**Task details**
Rewrite the items from the line containing "Mark the metal" through the end of the items, and include the requests. Multiply every bounding-box coordinate in the answers by 0.8 and round each to a whole number, rounding halves up.
[start]
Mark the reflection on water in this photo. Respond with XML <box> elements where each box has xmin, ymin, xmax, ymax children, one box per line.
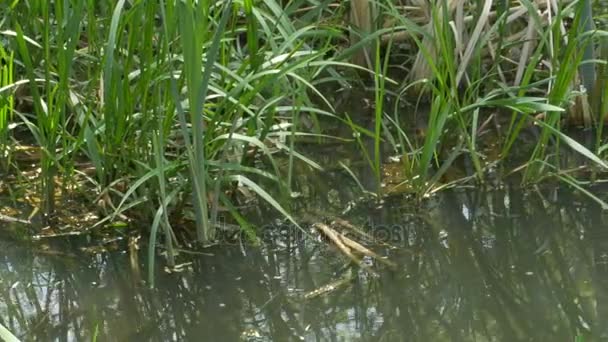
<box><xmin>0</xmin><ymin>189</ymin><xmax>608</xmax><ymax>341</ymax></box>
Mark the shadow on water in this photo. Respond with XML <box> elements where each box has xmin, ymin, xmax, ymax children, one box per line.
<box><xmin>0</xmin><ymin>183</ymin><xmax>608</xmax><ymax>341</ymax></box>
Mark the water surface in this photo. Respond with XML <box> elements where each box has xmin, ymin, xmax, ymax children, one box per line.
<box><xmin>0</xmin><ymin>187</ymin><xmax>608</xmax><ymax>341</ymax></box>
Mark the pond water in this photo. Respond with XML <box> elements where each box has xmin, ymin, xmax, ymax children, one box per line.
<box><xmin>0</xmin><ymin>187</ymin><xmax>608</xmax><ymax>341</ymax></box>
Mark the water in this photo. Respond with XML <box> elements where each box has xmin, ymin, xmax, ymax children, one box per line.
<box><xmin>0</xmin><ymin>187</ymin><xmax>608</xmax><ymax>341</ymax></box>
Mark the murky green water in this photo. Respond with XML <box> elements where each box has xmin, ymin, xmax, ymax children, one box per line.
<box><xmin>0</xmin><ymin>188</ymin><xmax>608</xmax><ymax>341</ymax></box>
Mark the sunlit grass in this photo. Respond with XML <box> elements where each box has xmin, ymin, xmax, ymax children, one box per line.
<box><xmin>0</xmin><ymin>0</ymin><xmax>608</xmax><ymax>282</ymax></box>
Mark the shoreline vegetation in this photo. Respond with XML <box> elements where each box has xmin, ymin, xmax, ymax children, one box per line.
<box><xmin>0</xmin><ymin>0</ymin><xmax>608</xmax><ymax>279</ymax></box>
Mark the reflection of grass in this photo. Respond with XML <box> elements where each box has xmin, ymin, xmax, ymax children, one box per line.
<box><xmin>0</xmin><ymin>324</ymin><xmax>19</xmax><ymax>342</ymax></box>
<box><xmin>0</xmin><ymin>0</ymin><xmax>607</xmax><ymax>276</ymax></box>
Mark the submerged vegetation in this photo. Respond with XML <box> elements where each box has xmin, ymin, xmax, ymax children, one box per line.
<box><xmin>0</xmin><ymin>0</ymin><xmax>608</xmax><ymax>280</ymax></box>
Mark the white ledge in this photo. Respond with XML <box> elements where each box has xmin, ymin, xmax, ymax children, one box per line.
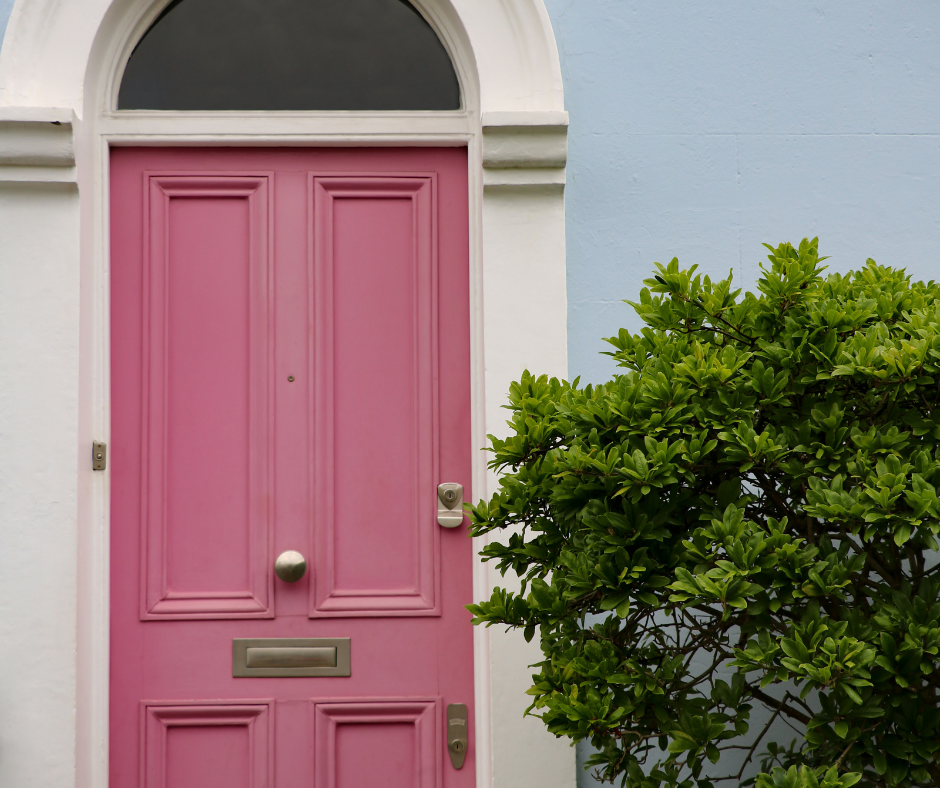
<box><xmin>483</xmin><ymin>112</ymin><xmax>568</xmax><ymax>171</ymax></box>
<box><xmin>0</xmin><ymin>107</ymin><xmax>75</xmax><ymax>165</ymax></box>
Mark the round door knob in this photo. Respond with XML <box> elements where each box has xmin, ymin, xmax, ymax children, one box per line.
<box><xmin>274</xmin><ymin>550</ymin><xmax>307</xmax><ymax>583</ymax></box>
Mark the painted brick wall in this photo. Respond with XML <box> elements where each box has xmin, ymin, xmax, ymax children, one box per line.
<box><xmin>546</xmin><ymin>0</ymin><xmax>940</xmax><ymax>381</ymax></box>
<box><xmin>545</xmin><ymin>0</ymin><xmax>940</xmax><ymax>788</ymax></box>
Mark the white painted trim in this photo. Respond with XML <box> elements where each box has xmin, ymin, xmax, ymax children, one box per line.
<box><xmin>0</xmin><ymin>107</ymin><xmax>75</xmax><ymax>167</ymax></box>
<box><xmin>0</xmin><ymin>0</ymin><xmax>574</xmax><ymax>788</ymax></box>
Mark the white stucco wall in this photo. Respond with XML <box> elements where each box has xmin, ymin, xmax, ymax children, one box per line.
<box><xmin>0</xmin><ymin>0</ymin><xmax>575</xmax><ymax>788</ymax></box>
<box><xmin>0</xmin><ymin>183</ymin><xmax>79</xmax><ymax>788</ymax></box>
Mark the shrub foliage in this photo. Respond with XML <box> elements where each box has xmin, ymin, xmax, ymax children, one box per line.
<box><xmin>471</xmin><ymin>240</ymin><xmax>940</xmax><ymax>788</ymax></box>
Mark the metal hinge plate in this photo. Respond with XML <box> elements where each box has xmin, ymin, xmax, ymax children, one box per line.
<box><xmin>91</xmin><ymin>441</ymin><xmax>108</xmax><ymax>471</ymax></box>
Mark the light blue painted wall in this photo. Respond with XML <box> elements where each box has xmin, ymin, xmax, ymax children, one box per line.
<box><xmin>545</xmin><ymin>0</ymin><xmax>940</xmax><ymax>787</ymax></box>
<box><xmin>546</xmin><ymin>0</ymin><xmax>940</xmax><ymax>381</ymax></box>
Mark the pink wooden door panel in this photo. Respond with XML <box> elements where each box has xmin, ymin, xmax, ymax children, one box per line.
[end]
**Solution to the exercise**
Mark the metal hinge plate in this photo. Respond with XML <box> elements where each box has xmin, ymin, xmax, ymax children, one box per line.
<box><xmin>73</xmin><ymin>353</ymin><xmax>86</xmax><ymax>377</ymax></box>
Mark the light blue painted wall in this photo. Respond with XML <box> elements where each box has xmin, ymin, xmax, ymax children, one box per line.
<box><xmin>436</xmin><ymin>0</ymin><xmax>752</xmax><ymax>630</ymax></box>
<box><xmin>437</xmin><ymin>0</ymin><xmax>752</xmax><ymax>305</ymax></box>
Mark the pink wooden door panel in this photo. Respond with XML <box> elements where each box has xmin, ymin, xmax, ymax children, one box per line.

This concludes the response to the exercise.